## Short problem 1
In the forum thread below, what kind of boat did rayengle charter from Bellhaven Yacht Charters?

## Quoted passage

↓

# Beware of Bellhaven in Bellingham



## rayengle (Jun 30, 2006)

We recently chartered a 36' trawler from Bellhaven Yacht Charters in Bellingham. The yacht was filthy. We were delayed by 1/2 day in picking up the boat because the owners were still on board. Had to return a day early because of transmission problems. Requested a refund but got a song and dance and no refund. Do not recommend them for San Juans or Pacific Northwest chartering.


----------



## davefromoregon (Dec 19, 2010)

Anyone have any recent experiences with these guys? The posts are from 2006 so things tend to change


----------



## CharlieCobra (May 23, 2006)

For a motor yacht, ya might try Parr. I also know of a Valiant 40 that'll be up for charter this Spring.


----------



## davefromoregon (Dec 19, 2010)

CharlieCobra said:


> For a motor yacht, ya might try Parr. I also know of a Valiant 40 that'll be up for charter this Spring.


I am interested in going in the fall so I would like to know more about this boat.


----------



## CharlieCobra (May 23, 2006)

It's a 1976 Valiant 40 that has been refitted nicely. We did paint and varnish on her and the owner is installing a new radar while she's hauled for Winter storage. He's on Cruiser Forum as Newt. Nice guy, nice boat. He was with Parr but didn't like the way they failed to clean his boat after her last charter of the season. I don't know if he'll be going to a different company in Spring or chartering the boat himself.


----------

↑

## Material for this task

↓

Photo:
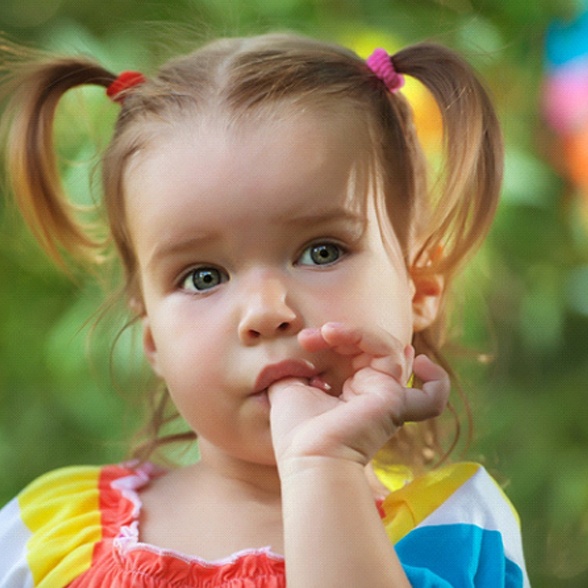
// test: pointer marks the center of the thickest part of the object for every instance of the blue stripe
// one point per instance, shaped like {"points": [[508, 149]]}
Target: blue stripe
{"points": [[457, 556]]}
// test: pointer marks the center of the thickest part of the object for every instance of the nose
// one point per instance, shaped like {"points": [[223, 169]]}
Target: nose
{"points": [[266, 311]]}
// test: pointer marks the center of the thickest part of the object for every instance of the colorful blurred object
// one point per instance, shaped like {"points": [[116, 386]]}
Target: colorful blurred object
{"points": [[565, 96]]}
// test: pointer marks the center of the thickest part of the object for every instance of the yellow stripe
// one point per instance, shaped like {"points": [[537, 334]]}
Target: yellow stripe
{"points": [[62, 510], [409, 506]]}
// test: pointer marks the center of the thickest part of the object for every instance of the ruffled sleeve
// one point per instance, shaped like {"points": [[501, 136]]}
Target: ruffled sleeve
{"points": [[455, 527], [47, 533]]}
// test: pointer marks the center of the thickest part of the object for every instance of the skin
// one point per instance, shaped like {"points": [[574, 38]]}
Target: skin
{"points": [[253, 251]]}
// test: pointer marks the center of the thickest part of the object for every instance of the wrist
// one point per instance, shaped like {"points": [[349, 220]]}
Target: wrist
{"points": [[319, 469]]}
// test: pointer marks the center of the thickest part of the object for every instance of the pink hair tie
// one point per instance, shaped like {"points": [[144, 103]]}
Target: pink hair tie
{"points": [[124, 81], [381, 64]]}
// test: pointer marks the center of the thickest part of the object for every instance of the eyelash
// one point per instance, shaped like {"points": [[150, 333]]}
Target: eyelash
{"points": [[211, 273], [315, 247], [215, 276]]}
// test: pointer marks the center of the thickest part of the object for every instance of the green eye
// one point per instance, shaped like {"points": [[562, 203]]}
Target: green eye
{"points": [[321, 254], [203, 278]]}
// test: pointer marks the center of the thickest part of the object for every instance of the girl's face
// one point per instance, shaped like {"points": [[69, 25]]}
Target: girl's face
{"points": [[243, 238]]}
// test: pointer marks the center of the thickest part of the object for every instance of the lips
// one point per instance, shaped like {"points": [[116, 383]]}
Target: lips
{"points": [[291, 368]]}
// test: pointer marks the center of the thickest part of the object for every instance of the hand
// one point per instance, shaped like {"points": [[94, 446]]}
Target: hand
{"points": [[374, 403]]}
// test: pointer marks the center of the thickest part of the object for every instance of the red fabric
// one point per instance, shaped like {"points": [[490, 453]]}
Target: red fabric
{"points": [[145, 566]]}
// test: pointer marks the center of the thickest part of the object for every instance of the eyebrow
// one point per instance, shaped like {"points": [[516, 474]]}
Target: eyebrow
{"points": [[317, 218], [161, 251]]}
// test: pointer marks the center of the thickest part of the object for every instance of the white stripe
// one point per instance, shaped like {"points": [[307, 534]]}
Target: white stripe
{"points": [[14, 569], [480, 502]]}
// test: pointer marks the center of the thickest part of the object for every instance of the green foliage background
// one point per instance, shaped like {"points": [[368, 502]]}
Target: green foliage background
{"points": [[526, 301]]}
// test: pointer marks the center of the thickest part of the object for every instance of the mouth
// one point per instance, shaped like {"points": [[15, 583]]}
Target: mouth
{"points": [[290, 368]]}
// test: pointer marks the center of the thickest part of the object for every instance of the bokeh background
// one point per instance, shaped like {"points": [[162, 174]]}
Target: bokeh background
{"points": [[66, 398]]}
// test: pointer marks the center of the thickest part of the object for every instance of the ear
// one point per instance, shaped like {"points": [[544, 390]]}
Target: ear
{"points": [[149, 347], [427, 297]]}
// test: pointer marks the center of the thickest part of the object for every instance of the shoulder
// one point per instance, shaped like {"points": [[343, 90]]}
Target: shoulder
{"points": [[457, 516], [49, 530]]}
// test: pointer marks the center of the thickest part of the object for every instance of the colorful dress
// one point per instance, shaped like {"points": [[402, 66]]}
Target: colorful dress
{"points": [[79, 527]]}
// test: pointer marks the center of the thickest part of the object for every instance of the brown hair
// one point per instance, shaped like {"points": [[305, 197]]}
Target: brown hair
{"points": [[237, 77]]}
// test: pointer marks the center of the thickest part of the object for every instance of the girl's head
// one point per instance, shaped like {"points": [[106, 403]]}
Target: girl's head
{"points": [[208, 121]]}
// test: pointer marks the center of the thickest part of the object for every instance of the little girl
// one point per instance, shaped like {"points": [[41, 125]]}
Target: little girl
{"points": [[286, 256]]}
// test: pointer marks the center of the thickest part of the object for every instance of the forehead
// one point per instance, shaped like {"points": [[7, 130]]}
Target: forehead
{"points": [[273, 166]]}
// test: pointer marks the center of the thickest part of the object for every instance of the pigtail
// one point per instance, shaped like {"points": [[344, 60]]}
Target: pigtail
{"points": [[36, 88], [464, 205]]}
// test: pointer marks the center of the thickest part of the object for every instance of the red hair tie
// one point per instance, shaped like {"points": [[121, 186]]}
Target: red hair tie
{"points": [[381, 64], [124, 81]]}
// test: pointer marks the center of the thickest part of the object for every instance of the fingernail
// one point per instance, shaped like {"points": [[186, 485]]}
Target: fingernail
{"points": [[409, 351]]}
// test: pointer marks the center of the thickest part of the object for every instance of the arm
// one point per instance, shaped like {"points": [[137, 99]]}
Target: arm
{"points": [[333, 533]]}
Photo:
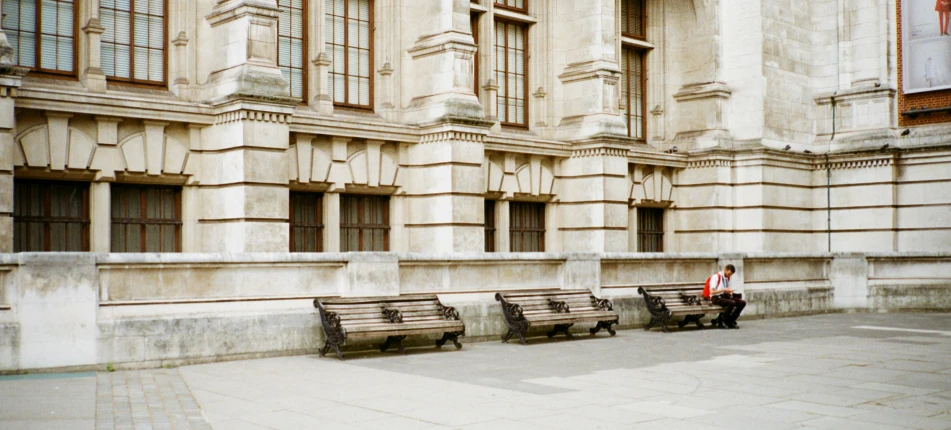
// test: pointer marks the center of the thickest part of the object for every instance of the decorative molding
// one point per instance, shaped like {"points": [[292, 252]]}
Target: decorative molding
{"points": [[446, 136], [855, 164], [248, 115], [599, 152]]}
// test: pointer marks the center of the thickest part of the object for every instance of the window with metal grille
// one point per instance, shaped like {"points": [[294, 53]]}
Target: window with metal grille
{"points": [[632, 91], [632, 18], [511, 72], [307, 222], [50, 216], [490, 226], [349, 38], [519, 5], [133, 45], [527, 227], [650, 230], [364, 223], [146, 218], [42, 33], [291, 45]]}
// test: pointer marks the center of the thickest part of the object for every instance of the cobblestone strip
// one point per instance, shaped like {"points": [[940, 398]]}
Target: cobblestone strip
{"points": [[146, 400]]}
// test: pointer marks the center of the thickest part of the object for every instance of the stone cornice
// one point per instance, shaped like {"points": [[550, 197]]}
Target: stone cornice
{"points": [[703, 90]]}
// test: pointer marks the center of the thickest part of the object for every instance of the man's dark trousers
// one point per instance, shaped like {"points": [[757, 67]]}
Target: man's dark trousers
{"points": [[733, 307]]}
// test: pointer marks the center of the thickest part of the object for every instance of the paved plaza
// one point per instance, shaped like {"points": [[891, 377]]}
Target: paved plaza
{"points": [[868, 371]]}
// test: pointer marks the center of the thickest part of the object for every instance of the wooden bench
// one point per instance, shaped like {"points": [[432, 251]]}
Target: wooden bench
{"points": [[393, 317], [664, 303], [560, 308]]}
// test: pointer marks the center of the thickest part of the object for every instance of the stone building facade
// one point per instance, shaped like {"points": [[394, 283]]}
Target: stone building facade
{"points": [[225, 126]]}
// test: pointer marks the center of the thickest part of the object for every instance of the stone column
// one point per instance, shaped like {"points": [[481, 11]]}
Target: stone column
{"points": [[100, 217], [446, 184], [245, 50], [243, 192], [502, 226], [90, 66], [594, 204], [441, 70], [10, 80], [331, 208], [588, 70]]}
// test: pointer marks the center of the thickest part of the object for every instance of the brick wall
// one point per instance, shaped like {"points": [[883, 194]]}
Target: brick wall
{"points": [[919, 100]]}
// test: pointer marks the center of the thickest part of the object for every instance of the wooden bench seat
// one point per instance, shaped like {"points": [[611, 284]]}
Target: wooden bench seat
{"points": [[393, 317], [558, 308], [664, 303]]}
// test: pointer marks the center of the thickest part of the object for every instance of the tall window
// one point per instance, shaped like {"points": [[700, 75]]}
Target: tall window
{"points": [[511, 72], [146, 219], [42, 34], [349, 36], [527, 227], [307, 222], [632, 91], [490, 226], [519, 5], [50, 216], [291, 36], [650, 230], [474, 25], [632, 18], [133, 46], [364, 223]]}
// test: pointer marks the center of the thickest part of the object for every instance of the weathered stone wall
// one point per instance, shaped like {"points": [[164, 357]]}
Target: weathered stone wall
{"points": [[86, 310]]}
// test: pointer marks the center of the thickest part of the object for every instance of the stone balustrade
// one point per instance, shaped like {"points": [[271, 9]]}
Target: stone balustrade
{"points": [[61, 310]]}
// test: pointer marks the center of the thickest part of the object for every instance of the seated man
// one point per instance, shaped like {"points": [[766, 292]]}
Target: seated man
{"points": [[718, 290]]}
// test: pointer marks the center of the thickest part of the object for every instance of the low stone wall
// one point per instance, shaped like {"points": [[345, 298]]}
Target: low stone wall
{"points": [[61, 310]]}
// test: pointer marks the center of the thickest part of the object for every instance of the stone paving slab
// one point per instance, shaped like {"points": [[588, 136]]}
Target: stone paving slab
{"points": [[816, 372]]}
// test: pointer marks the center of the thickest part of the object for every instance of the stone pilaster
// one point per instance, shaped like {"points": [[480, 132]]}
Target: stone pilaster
{"points": [[441, 70], [90, 66], [445, 190], [594, 205], [589, 75], [10, 80], [245, 44], [243, 192]]}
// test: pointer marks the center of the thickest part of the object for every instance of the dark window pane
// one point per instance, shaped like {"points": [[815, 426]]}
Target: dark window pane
{"points": [[50, 216], [364, 223], [306, 222], [146, 219], [650, 230], [527, 227]]}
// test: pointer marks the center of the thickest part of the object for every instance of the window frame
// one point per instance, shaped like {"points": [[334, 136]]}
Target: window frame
{"points": [[643, 234], [346, 62], [165, 42], [47, 219], [490, 209], [474, 19], [39, 43], [625, 66], [319, 226], [361, 226], [501, 4], [626, 20], [144, 221], [304, 45], [525, 71], [541, 230]]}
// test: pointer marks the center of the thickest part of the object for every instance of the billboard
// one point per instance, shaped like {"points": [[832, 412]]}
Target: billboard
{"points": [[926, 45]]}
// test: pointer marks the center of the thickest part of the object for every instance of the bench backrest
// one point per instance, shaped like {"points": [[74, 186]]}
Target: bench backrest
{"points": [[538, 301], [370, 310]]}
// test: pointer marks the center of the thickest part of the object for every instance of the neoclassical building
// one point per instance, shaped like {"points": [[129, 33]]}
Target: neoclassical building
{"points": [[455, 126]]}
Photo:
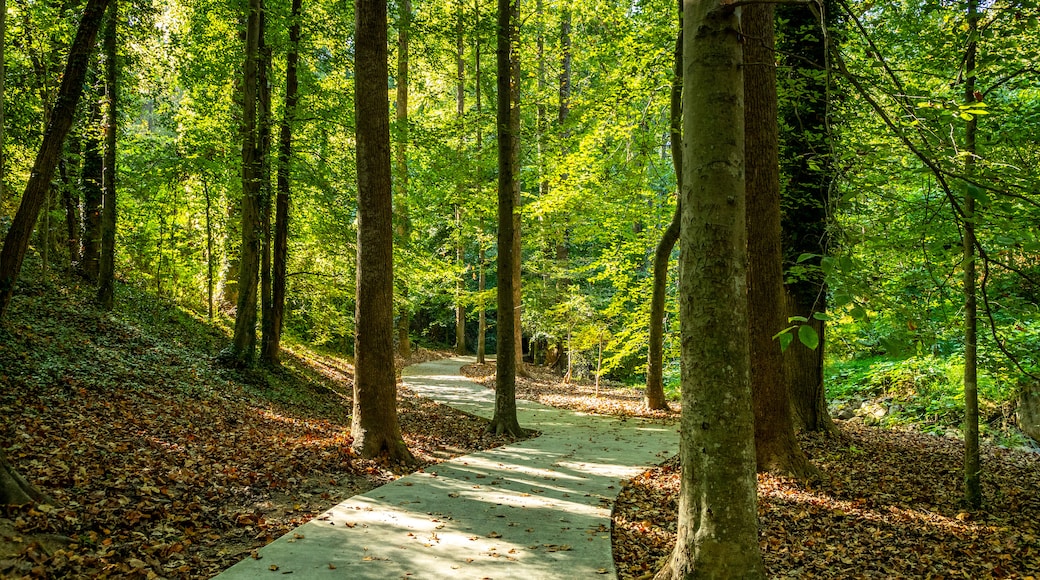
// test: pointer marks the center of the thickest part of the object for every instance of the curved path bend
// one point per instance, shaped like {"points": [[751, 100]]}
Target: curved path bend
{"points": [[537, 509]]}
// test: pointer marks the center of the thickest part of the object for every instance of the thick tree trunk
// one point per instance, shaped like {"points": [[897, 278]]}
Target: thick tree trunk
{"points": [[106, 282], [504, 420], [374, 426], [17, 241], [243, 343], [281, 258], [718, 535], [663, 254], [400, 165], [776, 448], [972, 462]]}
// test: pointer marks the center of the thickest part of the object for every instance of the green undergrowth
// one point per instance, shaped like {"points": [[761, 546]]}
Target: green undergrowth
{"points": [[926, 393], [55, 335]]}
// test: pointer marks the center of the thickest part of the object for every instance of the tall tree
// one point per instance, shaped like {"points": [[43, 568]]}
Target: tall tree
{"points": [[718, 535], [374, 426], [776, 447], [281, 249], [805, 227], [400, 183], [461, 185], [504, 420], [972, 463], [243, 342], [663, 253], [106, 282], [17, 241]]}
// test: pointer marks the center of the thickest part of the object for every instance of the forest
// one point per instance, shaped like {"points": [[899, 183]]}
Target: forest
{"points": [[803, 233]]}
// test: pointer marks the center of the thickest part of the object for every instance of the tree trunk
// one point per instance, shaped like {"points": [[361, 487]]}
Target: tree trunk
{"points": [[972, 463], [93, 180], [243, 343], [663, 254], [281, 258], [20, 233], [718, 535], [106, 286], [404, 219], [374, 426], [504, 420], [482, 281], [806, 199], [264, 123], [776, 448]]}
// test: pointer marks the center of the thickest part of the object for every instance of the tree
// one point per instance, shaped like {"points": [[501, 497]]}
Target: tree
{"points": [[776, 448], [374, 426], [972, 463], [17, 241], [404, 221], [504, 420], [281, 249], [663, 253], [106, 281], [243, 342], [805, 227], [718, 535]]}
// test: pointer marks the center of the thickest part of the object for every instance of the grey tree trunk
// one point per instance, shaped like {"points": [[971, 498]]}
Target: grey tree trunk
{"points": [[374, 425], [504, 420], [17, 241], [106, 280], [718, 535]]}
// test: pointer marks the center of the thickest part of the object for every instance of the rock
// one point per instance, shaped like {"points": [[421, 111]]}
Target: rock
{"points": [[1029, 410]]}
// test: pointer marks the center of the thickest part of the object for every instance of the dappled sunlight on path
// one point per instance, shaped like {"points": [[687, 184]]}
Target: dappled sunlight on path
{"points": [[540, 508]]}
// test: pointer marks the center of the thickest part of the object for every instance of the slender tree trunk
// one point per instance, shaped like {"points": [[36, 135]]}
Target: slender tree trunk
{"points": [[17, 241], [805, 220], [243, 344], [209, 252], [972, 462], [93, 181], [404, 218], [504, 420], [460, 112], [663, 254], [374, 427], [718, 535], [482, 282], [776, 448], [265, 122], [282, 199], [106, 287]]}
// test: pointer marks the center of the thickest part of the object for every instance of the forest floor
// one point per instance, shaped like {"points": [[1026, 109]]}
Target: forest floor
{"points": [[889, 505], [160, 462]]}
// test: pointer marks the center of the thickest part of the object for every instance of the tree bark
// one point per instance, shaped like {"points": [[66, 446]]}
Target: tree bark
{"points": [[805, 220], [504, 420], [374, 426], [972, 462], [93, 181], [106, 283], [17, 241], [281, 257], [404, 218], [243, 343], [663, 254], [718, 535], [776, 448]]}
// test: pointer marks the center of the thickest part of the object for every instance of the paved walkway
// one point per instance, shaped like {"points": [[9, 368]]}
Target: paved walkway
{"points": [[538, 509]]}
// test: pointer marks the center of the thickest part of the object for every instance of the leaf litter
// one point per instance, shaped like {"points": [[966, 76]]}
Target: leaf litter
{"points": [[162, 463]]}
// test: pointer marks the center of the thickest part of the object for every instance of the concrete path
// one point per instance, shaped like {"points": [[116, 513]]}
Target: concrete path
{"points": [[538, 509]]}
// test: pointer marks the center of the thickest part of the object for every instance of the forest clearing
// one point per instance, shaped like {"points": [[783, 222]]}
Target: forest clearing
{"points": [[802, 234]]}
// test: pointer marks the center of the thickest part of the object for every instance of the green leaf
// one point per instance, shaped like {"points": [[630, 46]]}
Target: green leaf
{"points": [[808, 337]]}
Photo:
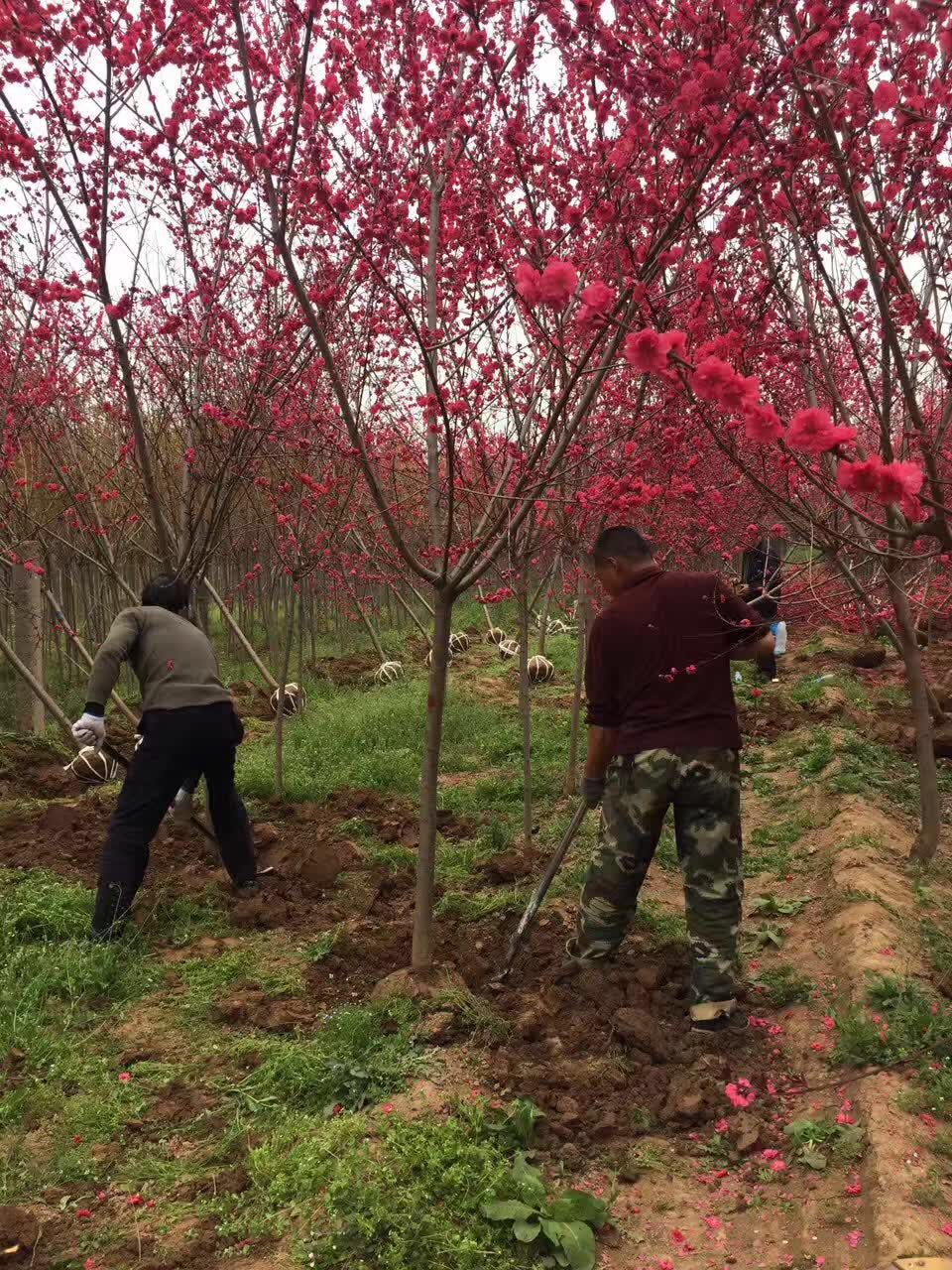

↑

## Short problem 2
Pull out every line of the entries above that contains the string "grille". Matching is case-sensitive.

## Finished answer 1
A 36' trawler.

## Finished answer 2
// test: pointer marks the center of the thickest part of the object for every instance of the window with metal grille
Target: window with metal grille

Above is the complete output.